Dataset entries:
****
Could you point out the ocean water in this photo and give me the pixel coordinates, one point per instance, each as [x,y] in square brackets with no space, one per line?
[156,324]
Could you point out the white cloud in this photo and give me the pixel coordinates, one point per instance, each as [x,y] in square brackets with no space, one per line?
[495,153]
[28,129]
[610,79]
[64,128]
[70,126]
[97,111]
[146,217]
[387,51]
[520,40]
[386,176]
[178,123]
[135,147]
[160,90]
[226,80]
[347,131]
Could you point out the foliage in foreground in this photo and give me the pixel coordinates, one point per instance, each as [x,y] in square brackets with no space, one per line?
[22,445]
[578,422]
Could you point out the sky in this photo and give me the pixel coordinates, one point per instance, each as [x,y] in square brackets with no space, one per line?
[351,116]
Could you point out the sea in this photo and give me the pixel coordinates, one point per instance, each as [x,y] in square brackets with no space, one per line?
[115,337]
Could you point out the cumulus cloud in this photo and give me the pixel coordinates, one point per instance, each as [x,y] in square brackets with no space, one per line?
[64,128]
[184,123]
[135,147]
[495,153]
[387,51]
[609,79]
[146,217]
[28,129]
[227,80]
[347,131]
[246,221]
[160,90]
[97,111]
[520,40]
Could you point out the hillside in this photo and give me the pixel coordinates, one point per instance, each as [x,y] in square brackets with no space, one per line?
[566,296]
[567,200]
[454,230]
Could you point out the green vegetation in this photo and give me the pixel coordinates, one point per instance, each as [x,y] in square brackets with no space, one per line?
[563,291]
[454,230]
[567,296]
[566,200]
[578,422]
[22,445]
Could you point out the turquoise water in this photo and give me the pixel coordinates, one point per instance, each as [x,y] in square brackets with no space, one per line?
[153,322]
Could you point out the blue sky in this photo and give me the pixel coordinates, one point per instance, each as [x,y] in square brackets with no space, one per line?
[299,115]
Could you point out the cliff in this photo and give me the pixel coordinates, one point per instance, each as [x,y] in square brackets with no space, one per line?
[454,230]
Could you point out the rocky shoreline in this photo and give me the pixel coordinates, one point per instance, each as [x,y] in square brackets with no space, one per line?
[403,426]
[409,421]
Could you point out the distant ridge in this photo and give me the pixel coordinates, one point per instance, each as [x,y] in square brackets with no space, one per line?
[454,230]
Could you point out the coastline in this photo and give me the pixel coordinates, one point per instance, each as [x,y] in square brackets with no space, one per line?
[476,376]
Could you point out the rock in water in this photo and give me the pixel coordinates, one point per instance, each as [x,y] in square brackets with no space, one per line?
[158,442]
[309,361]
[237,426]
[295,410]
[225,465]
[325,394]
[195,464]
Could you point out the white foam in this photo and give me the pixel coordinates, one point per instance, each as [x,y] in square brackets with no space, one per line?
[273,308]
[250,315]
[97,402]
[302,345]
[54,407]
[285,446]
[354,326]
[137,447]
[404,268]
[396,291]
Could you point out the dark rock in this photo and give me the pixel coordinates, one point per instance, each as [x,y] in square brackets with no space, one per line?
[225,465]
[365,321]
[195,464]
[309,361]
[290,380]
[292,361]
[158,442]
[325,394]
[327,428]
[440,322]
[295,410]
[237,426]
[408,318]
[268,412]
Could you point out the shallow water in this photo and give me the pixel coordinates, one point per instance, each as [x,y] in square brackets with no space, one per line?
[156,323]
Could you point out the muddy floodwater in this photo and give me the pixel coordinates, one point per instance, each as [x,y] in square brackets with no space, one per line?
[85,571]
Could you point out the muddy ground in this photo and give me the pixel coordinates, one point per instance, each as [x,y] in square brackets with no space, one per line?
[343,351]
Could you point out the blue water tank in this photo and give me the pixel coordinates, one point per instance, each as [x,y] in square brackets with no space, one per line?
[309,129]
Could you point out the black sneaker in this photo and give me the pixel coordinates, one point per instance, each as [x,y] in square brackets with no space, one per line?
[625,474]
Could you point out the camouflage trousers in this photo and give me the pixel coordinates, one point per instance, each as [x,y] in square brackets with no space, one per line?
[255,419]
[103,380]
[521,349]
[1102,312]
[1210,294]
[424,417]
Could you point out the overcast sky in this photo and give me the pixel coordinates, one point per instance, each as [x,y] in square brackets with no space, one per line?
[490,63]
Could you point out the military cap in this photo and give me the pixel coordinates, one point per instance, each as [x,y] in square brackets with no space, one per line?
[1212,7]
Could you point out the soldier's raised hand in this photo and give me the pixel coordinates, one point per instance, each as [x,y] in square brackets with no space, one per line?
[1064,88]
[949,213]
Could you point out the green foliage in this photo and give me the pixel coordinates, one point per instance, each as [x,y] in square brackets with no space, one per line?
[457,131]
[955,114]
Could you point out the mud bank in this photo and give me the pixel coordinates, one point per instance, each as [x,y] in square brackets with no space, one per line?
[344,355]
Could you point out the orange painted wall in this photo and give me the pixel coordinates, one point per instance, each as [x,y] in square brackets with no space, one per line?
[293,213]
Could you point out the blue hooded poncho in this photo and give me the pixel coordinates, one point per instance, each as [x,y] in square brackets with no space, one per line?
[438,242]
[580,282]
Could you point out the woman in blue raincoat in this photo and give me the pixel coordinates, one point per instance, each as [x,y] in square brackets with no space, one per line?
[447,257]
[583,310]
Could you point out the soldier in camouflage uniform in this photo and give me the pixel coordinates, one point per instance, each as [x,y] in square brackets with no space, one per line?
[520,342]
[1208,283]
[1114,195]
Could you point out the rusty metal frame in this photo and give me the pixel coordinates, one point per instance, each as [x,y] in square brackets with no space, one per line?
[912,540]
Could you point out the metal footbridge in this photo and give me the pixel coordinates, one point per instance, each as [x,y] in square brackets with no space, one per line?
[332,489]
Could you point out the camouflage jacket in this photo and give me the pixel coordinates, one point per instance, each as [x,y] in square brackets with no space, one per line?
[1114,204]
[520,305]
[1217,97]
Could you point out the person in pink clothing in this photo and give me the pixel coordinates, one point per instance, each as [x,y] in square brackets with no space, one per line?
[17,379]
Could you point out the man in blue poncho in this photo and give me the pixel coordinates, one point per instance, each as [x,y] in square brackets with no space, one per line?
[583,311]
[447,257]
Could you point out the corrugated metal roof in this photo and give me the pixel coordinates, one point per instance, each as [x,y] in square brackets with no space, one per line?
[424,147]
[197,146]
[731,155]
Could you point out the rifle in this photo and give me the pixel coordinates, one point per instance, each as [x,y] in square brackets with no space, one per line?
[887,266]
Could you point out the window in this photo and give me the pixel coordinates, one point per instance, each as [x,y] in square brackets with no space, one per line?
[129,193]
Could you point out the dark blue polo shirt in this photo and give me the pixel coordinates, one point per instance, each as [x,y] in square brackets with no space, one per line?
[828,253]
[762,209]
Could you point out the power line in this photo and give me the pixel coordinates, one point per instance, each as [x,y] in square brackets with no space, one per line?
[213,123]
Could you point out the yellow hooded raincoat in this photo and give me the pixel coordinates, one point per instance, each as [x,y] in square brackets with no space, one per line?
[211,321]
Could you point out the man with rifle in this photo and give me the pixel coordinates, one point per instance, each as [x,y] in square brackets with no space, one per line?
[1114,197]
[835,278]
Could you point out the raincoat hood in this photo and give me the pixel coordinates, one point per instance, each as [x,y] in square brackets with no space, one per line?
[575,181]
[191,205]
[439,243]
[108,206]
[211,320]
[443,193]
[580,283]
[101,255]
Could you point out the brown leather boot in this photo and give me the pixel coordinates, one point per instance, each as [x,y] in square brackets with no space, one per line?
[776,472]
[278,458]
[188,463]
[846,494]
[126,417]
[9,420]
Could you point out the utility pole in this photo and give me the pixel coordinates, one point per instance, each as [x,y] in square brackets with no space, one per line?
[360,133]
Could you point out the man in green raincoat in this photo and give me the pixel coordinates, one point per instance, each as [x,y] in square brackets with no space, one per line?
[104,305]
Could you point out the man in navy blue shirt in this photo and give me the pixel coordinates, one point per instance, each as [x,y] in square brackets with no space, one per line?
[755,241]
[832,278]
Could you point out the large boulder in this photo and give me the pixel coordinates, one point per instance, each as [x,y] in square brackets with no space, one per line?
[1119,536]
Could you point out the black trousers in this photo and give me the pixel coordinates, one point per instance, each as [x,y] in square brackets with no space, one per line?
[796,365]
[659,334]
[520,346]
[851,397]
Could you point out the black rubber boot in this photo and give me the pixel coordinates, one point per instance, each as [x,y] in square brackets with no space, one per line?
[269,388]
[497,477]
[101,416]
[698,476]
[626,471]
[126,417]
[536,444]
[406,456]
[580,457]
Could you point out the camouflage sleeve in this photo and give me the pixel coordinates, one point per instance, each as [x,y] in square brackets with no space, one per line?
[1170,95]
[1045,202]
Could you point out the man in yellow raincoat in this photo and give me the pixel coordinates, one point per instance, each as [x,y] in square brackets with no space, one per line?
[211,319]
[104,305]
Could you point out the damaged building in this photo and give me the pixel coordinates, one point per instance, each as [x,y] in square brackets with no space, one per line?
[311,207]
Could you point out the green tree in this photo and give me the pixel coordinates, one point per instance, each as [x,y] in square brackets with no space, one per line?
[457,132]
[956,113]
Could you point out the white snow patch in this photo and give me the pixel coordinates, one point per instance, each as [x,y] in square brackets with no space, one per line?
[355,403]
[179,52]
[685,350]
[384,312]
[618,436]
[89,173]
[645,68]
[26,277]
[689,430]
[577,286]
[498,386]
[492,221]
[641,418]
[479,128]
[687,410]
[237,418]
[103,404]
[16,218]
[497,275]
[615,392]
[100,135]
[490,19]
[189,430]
****
TASK BRIEF | Starting at the line with "Could you point out the black trousers", retype each line through the final one in the data above, unchanged and with nothing added.

ANSWER BOX |
Could you point out the black trousers in this photo and give me the pixel coordinates, one point per instance, each as [x,y] in square brackets with no space, one per line?
[796,365]
[659,334]
[520,346]
[851,397]
Could you point out the black rubber boot in this photo and give me the pixel coordinates, one point per instance, each as [x,y] in square brackets with no space, one per line?
[269,388]
[497,477]
[101,416]
[698,476]
[626,471]
[126,417]
[536,444]
[406,456]
[580,457]
Could you point out the camouflage sleeve in this photo and give me the pixel coordinates, one point per instance, each as [x,y] in square brackets with no space, one per line?
[1170,95]
[1045,202]
Could you point out the man in yellow raincoat in this photo and give me the pixel coordinates, one point per instance, each as [x,y] in square brackets with no space, one per line?
[211,319]
[104,305]
Could you point out the damaged building in this photo and give me the pixel coordinates, one point per instance, each as [x,y] in square brackets with no space, one per line?
[311,207]
Could you point out the green tree in this photo and give me the pixel coordinates, one point per instance, each as [x,y] in square brackets with no space, one per line?
[457,132]
[956,113]
Could you point out the white snow patch in this photo and give me the pixel coordinates, one point per instance, each as [x,y] in square brackets with no space, one per line?
[355,403]
[179,52]
[685,350]
[384,312]
[618,436]
[89,173]
[645,68]
[26,277]
[689,430]
[577,286]
[498,386]
[492,221]
[641,418]
[479,128]
[687,410]
[237,418]
[103,404]
[16,218]
[497,275]
[615,392]
[100,135]
[490,19]
[189,430]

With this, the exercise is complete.